Show each line in the records that contains the word "knee", matching case exactly.

-*-*-

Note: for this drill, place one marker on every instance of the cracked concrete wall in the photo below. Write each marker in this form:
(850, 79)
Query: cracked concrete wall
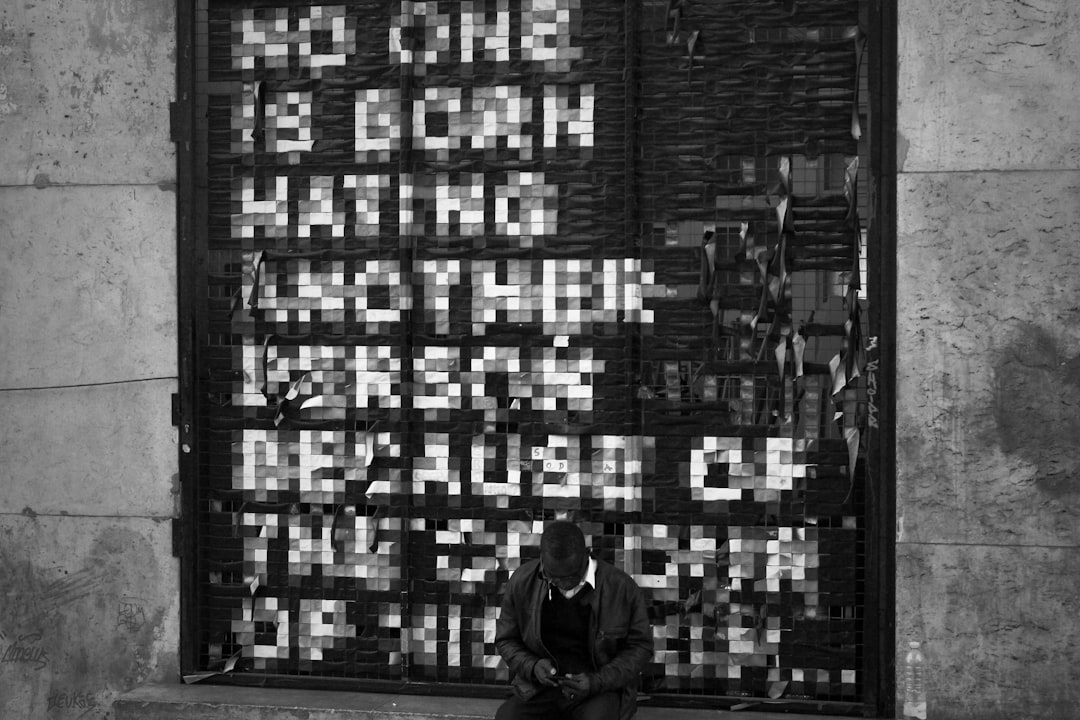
(89, 599)
(988, 354)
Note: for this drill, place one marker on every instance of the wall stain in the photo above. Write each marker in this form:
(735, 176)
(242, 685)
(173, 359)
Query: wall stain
(1037, 407)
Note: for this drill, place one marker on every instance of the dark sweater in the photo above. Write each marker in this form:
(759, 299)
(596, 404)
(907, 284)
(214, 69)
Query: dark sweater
(564, 630)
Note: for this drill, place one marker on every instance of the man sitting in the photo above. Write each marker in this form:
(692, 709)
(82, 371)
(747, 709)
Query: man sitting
(574, 632)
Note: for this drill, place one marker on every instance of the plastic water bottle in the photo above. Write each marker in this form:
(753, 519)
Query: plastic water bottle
(915, 691)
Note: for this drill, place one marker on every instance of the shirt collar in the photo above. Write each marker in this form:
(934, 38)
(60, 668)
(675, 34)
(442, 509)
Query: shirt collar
(590, 580)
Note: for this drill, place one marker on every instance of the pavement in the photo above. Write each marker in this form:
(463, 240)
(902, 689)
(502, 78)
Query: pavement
(210, 702)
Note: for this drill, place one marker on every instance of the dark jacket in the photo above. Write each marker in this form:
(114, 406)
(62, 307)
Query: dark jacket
(620, 635)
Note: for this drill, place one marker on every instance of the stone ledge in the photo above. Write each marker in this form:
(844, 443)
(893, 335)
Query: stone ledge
(207, 702)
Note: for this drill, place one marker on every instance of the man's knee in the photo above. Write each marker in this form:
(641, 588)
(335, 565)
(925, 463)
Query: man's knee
(604, 706)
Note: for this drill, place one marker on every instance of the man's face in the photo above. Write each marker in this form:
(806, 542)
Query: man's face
(565, 573)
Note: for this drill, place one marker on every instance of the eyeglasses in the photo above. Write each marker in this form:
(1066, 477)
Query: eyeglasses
(565, 582)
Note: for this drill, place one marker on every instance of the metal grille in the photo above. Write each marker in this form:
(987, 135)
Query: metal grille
(474, 266)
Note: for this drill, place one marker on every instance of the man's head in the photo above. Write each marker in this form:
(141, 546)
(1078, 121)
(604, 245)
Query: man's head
(563, 556)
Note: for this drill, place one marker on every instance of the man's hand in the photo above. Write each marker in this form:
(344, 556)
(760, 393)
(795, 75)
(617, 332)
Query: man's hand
(576, 687)
(544, 673)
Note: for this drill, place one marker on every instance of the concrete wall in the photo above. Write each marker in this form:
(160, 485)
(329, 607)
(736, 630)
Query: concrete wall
(89, 593)
(988, 349)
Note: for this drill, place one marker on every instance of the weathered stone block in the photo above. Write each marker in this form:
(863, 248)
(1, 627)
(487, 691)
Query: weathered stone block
(84, 92)
(89, 610)
(988, 357)
(98, 450)
(987, 85)
(88, 284)
(998, 626)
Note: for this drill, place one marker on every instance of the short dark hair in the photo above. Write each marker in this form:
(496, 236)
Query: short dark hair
(563, 540)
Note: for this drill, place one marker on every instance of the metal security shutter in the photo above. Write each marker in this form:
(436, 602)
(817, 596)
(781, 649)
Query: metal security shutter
(462, 268)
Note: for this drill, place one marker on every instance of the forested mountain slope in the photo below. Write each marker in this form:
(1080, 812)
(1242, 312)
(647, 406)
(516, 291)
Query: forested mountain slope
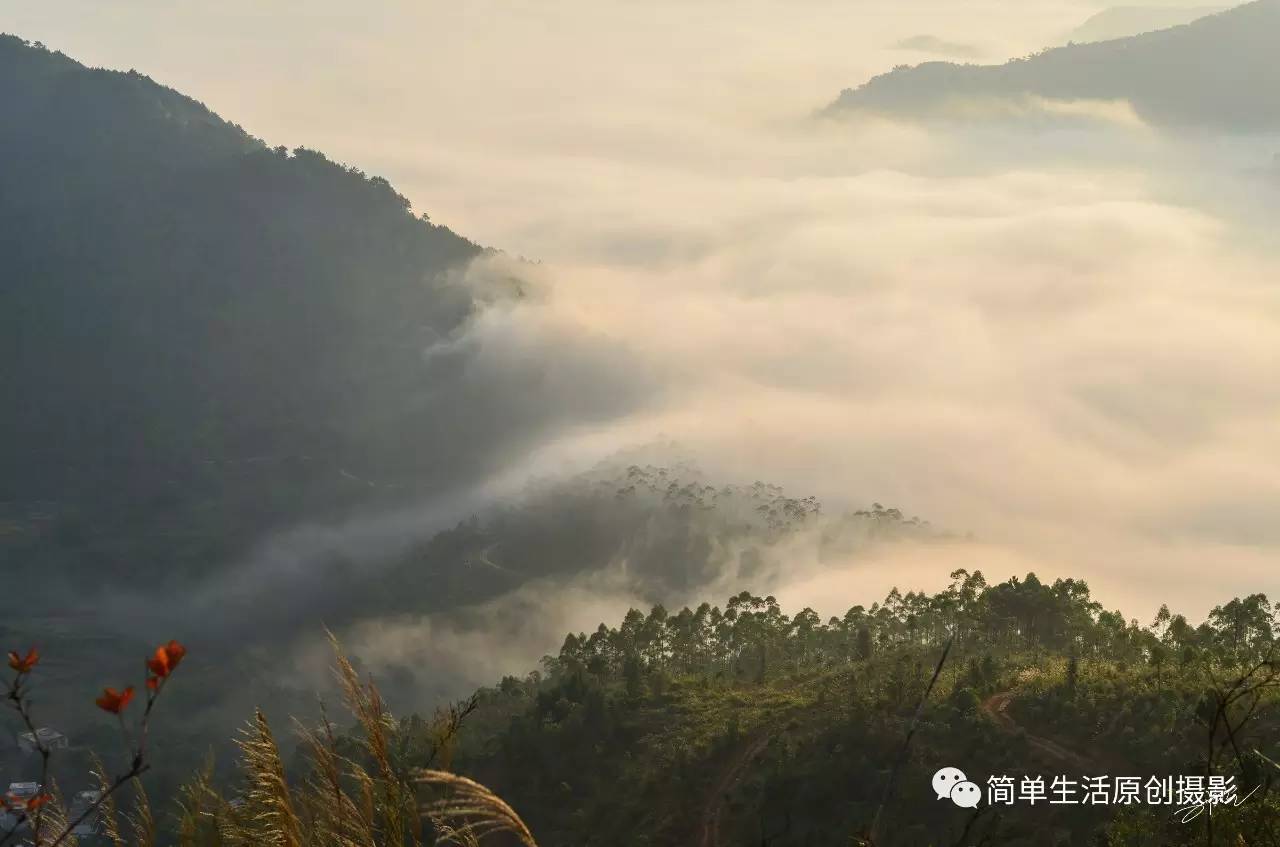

-*-*-

### Expected answer:
Note: for this drill, place one marker on every instance of the man's knee in the photo above. Write each marker in this form:
Query: man's knee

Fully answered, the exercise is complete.